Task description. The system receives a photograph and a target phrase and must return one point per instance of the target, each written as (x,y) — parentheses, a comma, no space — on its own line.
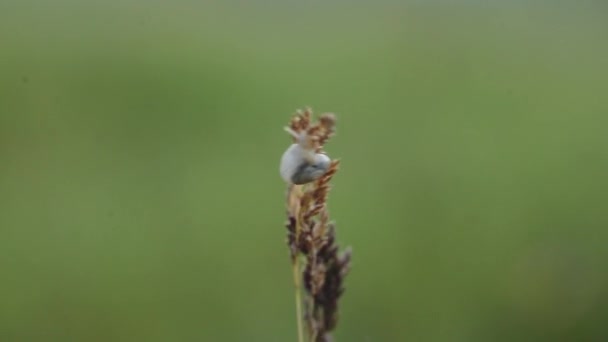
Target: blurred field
(139,145)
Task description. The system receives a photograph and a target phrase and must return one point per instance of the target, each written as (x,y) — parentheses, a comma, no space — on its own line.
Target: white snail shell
(300,165)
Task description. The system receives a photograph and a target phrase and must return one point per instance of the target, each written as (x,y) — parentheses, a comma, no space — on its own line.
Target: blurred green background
(140,198)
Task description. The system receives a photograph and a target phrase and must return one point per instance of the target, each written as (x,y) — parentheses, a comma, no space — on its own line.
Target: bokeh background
(140,198)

**Problem to solve:** Rewrite all of the items above with each "photograph" changed to "image" and everything else left the same. Leave the pictures out.

**Result for this task:**
Task description. The system receives a image and a target phrase and must return one point per instance of the target, each written as (x,y) — parentheses, a comma, no space — on its own line.
Target: blurred field
(139,145)
Task description. The system receives a image and a target phrase and must return one point per instance of the target, each written as (x,y) — parentheses, a comma, no space — on its own line.
Target: white snail shell
(300,165)
Task description. The system receives a image and a target phrase and must return one point per instance of the target, each written as (x,y) — parentheses, a comma, no space — on its own line.
Target: blurred green background
(140,198)
Task description. The system receives a image and a target phrase and must return one point per instance of the target, each written as (x,y) — parentheses, a comma, no space — on its own line.
Target: bokeh background
(140,198)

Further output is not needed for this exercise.